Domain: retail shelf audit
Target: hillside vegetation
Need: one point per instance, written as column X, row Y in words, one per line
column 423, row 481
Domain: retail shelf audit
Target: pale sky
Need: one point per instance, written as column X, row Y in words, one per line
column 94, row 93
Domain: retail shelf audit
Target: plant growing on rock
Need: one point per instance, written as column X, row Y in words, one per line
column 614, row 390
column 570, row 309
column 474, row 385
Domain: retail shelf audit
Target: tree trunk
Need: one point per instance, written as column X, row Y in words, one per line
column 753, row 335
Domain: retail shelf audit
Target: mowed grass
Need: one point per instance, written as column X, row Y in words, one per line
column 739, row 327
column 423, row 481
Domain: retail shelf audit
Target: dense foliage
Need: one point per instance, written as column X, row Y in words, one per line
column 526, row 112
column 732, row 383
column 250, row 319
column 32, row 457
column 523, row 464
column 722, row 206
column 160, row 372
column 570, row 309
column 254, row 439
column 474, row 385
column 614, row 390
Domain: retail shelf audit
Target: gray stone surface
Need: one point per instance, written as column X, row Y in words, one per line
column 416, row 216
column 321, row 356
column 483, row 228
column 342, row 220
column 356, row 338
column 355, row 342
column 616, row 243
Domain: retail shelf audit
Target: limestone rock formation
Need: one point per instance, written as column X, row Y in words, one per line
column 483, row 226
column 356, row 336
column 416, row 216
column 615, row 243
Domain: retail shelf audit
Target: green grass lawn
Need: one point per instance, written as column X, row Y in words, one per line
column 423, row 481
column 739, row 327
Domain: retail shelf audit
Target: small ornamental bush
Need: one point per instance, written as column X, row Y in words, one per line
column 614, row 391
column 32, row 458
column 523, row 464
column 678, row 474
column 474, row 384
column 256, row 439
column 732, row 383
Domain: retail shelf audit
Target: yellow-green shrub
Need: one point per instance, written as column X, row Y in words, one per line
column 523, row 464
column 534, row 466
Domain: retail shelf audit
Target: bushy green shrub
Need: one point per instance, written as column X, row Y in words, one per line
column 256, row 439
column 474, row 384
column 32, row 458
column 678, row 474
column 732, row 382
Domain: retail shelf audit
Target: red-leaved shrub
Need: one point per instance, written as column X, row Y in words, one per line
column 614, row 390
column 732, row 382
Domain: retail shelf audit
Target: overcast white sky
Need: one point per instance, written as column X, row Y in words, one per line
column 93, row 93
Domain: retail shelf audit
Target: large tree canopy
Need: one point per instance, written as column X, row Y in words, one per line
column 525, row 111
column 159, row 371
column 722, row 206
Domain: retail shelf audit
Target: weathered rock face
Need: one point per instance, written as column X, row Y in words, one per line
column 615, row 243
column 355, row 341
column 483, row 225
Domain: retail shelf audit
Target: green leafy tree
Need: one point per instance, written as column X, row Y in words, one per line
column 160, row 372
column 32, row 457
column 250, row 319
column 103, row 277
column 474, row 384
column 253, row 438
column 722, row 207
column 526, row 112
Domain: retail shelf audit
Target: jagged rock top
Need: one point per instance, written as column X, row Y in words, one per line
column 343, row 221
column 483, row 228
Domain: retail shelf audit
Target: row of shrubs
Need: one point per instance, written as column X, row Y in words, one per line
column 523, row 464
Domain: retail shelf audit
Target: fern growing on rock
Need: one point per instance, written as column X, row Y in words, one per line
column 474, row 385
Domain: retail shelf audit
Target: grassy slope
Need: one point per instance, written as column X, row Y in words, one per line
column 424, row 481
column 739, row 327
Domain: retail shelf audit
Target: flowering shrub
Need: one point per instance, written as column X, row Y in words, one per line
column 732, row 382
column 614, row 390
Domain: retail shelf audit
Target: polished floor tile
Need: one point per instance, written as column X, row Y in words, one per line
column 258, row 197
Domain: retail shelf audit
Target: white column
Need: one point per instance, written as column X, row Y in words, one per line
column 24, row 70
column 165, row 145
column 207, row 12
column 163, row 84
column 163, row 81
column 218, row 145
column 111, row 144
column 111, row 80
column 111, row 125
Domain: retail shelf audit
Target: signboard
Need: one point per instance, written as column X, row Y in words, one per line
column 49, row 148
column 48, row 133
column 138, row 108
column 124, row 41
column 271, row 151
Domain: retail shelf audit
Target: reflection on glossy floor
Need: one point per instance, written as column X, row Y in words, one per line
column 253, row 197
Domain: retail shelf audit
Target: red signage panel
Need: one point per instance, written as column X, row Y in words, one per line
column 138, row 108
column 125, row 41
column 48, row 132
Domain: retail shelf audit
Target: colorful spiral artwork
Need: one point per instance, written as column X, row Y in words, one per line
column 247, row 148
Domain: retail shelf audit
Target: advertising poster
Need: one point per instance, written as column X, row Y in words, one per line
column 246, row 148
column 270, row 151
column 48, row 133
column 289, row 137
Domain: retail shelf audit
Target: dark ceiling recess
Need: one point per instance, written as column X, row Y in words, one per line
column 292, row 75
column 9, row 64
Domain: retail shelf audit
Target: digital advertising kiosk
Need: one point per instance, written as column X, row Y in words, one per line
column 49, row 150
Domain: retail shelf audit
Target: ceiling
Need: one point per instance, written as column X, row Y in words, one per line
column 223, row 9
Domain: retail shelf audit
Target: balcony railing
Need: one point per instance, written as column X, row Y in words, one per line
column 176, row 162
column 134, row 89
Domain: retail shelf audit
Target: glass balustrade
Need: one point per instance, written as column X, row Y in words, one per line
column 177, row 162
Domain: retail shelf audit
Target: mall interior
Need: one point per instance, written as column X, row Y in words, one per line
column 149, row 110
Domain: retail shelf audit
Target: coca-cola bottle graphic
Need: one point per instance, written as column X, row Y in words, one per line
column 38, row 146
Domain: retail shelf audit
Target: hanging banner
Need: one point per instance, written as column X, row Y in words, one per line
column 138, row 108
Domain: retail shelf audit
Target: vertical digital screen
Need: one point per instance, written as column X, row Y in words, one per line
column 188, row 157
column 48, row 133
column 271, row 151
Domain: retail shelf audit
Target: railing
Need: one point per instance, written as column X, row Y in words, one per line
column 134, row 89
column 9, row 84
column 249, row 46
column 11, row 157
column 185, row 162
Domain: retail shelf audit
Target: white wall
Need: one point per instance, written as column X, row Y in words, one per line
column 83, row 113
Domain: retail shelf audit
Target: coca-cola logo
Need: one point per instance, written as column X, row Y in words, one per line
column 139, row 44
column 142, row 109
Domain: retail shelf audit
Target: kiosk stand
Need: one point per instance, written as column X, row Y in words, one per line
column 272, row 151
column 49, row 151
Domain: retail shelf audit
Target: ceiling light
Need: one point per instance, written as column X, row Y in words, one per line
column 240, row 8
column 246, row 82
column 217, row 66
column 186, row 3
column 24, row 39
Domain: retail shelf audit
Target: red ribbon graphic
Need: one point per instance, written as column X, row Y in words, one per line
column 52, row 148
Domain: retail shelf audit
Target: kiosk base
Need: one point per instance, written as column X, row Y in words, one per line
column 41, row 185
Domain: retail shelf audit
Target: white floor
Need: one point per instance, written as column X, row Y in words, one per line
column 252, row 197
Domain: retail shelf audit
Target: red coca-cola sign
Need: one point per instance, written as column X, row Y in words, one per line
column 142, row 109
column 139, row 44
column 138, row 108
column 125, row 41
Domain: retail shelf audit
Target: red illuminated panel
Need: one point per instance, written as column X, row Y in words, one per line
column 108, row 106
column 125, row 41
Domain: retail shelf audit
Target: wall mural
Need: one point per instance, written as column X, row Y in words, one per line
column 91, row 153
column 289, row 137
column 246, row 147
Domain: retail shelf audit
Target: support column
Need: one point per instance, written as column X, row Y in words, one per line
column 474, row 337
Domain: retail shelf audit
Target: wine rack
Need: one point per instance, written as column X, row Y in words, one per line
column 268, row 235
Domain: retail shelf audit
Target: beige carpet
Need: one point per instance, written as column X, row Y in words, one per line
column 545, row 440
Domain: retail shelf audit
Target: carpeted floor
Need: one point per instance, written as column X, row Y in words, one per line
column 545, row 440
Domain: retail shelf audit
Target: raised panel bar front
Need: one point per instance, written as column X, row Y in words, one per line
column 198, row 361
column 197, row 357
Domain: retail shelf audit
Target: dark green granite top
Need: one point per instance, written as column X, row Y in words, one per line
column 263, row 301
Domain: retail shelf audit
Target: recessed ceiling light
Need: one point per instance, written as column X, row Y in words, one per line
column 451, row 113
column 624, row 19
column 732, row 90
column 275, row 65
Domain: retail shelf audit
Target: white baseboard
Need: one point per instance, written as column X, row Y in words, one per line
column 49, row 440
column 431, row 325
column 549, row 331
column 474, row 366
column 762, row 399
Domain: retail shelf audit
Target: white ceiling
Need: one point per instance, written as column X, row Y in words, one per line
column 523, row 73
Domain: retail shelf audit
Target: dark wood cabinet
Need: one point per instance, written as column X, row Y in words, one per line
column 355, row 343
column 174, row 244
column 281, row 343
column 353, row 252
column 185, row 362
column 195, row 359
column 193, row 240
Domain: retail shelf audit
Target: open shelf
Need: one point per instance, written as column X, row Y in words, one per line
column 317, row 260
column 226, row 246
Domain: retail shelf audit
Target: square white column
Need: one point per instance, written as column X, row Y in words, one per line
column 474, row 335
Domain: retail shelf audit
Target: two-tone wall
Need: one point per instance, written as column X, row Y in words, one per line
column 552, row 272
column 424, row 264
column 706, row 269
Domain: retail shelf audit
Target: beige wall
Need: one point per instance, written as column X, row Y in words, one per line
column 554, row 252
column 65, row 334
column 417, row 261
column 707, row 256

-----

*OBJECTIVE*. How many lines in the records above contain the word "rock"? Reply with the number alone.

*SOLUTION TO THIS PROBLEM*. 5